KUTIPAN SUMBER -
╔══

3 Tahun dalam Gejolak Penolakan, Terminal LNG Sidakarya Jadi Dibangun

Denpasar, IDN Times - Selama tiga tahun dalam gejolak penolakan, pembangunan Terminal Liquefied Natural Gas (LNG) di Sidakarya, Kecamatan Denpasar Selatan, Kota Denpasar diputuskan berlanjut. Informasi ini berasal dari pihak Pemerintah Provinsi (Pemprov) Bali melalui Gubernur Bali, Wayan Koster, pada 4 September 2025 lalu.
Koster mengatakan, Terminal LNG akan dibangun di titik berjarak 3,5 kilometer (km) dari pesisir pantai Sidakarya. Lelaki asal Desa Sembiran ini telah bertemu Menteri Lingkungan Hidup Republik Indonesia, Dr Hanif Faisol Nurofiq, di Jakarta Selasa lalu, 2 September 2025. Sebelumnya, pada 27 Mei 2025 lalu. Menurut Koster, Menteri LH telah memberikan sinyal hijau kelanjutan pembangunan LNG di Bali.
Kala itu Hanif mengatakan pembangunan LNG bisa berlanjut dari sisi lingkungan, dengan syarat penguatan mitigasi dampak ekologis.
Seperti apa perkembangan pembangunan LNG Sidakarya ini, dan bagaimana tanggapan aktivis lingkungan? Ini informasi selengkapnya.
1. Perubahan lokasi pembangunan LNG dari di bibir pantai bergeser ke tengah laut

Koster menyatakan, pembangunan Terminal LNG berada di jarak 3,5km dari pantai. Alasannya sebagai upaya menjaga kehidupan ekosistem laut.
“Jadi, tidak lagi di bibir pantai Sidakarya, jadi di dalam, supaya ramah lingkungan dan tidak ribut lagi," ujar Koster.
Sementara, Direktur Eksekutif Wahana Lingkungan Hidup Indonesia (Walhi) Bali, Made Krisna Dinata, mengatakan berdasarkan dokumen ANDAL RKL-RPL (Analisi dampak Lingkungan Rencana Pengelolaan Lingkungan Rencana Pemantauan Lingkungan) terakhir yang dibahas per tanggal 26 Maret 2025, posisi pembangunan terminal berada di jarak 500 meter dari mangrove.

╚══

KUMPULAN DATA -
╔══

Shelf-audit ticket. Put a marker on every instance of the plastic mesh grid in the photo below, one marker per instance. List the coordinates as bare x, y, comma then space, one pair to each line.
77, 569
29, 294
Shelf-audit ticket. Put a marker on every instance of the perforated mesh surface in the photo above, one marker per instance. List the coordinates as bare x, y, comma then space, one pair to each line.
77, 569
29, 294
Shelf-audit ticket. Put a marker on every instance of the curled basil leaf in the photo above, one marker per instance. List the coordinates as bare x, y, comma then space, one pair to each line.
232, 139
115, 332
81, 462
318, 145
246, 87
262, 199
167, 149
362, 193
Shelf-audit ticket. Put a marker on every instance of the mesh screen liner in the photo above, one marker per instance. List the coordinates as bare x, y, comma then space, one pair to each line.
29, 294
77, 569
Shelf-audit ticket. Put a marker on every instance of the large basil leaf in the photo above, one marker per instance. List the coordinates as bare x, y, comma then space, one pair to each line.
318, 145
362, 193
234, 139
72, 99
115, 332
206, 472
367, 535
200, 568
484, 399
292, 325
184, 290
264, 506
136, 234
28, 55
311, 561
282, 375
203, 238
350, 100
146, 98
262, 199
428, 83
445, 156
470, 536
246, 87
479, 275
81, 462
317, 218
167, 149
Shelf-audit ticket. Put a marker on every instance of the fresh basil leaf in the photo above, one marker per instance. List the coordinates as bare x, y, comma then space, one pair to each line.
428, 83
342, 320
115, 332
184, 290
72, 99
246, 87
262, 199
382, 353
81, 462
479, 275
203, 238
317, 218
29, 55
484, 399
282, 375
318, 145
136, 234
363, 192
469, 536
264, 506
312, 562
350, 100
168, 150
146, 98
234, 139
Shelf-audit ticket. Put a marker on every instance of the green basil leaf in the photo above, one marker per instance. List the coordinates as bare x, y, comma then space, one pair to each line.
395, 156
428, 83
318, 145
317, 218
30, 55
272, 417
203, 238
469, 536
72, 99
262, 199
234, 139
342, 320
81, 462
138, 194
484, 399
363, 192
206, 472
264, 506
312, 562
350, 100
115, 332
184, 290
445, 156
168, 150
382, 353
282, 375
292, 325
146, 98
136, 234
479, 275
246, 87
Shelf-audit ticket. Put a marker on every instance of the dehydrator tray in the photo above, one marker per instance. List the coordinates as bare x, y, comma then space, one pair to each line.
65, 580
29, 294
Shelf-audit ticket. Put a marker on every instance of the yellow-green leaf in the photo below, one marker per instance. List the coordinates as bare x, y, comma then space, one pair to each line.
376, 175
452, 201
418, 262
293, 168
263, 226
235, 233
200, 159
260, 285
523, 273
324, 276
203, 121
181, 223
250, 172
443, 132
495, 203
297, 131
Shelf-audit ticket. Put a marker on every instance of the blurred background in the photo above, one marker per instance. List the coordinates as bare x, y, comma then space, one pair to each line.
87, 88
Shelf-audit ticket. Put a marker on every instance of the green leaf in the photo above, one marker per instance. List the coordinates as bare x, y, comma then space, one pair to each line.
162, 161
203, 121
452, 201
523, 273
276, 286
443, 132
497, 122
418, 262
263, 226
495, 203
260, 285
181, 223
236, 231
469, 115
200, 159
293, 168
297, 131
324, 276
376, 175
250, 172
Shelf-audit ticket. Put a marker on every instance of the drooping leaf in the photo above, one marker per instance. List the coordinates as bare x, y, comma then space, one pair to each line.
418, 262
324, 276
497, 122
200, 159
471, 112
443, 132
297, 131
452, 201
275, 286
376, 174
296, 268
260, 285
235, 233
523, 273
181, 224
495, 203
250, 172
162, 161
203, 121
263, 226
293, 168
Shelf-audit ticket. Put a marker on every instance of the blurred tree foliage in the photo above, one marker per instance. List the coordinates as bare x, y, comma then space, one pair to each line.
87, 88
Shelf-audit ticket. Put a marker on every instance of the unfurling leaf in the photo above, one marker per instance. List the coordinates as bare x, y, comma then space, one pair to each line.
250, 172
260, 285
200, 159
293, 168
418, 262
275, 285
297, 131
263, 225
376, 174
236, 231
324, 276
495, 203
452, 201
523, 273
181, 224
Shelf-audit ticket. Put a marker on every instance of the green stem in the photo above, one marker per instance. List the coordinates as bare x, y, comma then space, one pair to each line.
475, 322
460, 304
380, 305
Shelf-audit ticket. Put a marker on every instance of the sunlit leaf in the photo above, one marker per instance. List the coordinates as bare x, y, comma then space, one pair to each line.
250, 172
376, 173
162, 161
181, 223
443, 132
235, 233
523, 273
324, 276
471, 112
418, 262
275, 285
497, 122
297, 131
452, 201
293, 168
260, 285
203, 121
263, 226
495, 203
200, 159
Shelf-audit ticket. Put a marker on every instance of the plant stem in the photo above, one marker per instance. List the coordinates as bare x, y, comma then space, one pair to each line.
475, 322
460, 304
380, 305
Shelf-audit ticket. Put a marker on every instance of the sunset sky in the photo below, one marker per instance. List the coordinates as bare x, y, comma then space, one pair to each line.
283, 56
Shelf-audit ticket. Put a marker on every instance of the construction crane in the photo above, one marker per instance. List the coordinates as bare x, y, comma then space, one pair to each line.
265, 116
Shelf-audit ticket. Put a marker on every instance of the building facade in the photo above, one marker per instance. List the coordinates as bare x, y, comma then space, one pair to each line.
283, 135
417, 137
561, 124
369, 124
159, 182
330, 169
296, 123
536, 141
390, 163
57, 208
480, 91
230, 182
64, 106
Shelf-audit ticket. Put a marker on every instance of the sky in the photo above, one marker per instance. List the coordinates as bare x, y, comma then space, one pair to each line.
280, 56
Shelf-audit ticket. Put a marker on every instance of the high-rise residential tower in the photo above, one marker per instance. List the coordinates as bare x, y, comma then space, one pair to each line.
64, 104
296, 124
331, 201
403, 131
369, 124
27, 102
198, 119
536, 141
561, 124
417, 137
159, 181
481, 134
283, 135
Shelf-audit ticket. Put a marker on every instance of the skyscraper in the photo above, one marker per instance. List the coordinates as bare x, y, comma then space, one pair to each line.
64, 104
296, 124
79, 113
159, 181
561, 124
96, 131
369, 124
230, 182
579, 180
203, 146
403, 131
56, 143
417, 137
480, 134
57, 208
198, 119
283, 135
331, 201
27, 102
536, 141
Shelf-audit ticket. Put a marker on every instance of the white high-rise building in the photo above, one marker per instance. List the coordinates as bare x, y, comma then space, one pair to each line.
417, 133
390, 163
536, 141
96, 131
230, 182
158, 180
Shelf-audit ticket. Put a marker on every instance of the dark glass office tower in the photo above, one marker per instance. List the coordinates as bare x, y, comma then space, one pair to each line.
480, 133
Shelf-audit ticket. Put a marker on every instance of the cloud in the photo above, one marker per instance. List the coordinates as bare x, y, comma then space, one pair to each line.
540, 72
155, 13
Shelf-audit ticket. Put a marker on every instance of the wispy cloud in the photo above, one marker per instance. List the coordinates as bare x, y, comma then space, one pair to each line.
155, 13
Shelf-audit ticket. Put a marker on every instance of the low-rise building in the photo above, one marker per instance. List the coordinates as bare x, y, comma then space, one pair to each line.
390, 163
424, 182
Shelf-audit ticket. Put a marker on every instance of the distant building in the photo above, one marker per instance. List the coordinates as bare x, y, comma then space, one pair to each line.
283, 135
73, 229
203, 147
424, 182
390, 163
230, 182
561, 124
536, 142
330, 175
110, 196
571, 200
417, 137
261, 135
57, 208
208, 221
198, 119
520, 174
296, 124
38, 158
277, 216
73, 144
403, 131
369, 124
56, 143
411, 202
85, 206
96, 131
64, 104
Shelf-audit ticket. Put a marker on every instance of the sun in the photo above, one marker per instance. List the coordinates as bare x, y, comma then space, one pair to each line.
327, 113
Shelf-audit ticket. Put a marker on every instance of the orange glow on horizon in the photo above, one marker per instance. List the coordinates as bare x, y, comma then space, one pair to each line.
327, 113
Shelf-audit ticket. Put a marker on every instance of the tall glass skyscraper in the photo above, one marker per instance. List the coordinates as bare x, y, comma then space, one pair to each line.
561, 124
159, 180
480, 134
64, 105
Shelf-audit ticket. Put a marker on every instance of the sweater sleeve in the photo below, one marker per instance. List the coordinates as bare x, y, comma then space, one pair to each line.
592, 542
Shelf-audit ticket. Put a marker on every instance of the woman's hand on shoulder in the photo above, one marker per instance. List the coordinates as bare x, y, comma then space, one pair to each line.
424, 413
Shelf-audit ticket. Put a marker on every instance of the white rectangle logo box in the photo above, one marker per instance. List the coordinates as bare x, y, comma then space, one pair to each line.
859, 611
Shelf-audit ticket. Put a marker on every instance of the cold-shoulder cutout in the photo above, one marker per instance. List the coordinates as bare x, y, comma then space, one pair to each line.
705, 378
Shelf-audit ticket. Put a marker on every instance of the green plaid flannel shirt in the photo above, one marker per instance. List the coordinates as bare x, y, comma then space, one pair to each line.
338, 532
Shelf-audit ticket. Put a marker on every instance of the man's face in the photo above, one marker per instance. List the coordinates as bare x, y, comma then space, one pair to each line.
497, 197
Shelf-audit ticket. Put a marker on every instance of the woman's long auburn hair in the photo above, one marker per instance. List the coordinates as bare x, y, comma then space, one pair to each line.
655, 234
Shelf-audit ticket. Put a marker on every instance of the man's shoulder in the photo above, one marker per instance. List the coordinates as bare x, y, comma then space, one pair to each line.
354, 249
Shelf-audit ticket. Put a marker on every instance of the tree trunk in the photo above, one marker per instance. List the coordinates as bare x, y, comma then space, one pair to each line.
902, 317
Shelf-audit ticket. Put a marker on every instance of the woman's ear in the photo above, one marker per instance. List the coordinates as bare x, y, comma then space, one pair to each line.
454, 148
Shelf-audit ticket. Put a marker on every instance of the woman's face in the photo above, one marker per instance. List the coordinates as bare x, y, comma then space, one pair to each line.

╚══

INSTRUKSI - Bisakah Anda menyalin dengan persis bagian artikel tentang Terminal LNG Sidakarya yang dibuka dengan kata-kata yang memuat "Seperti apa perkembangan" dan ditutup dengan "kehidupan ekosistem laut."? Jadikan artikel tentang Terminal LNG Sidakarya satu-satunya acuan.

HASIL LENGKAP -
Seperti apa perkembangan pembangunan LNG Sidakarya ini, dan bagaimana tanggapan aktivis lingkungan? Ini informasi selengkapnya.
1. Perubahan lokasi pembangunan LNG dari di bibir pantai bergeser ke tengah laut

Koster menyatakan, pembangunan Terminal LNG berada di jarak 3,5km dari pantai. Alasannya sebagai upaya menjaga kehidupan ekosistem laut.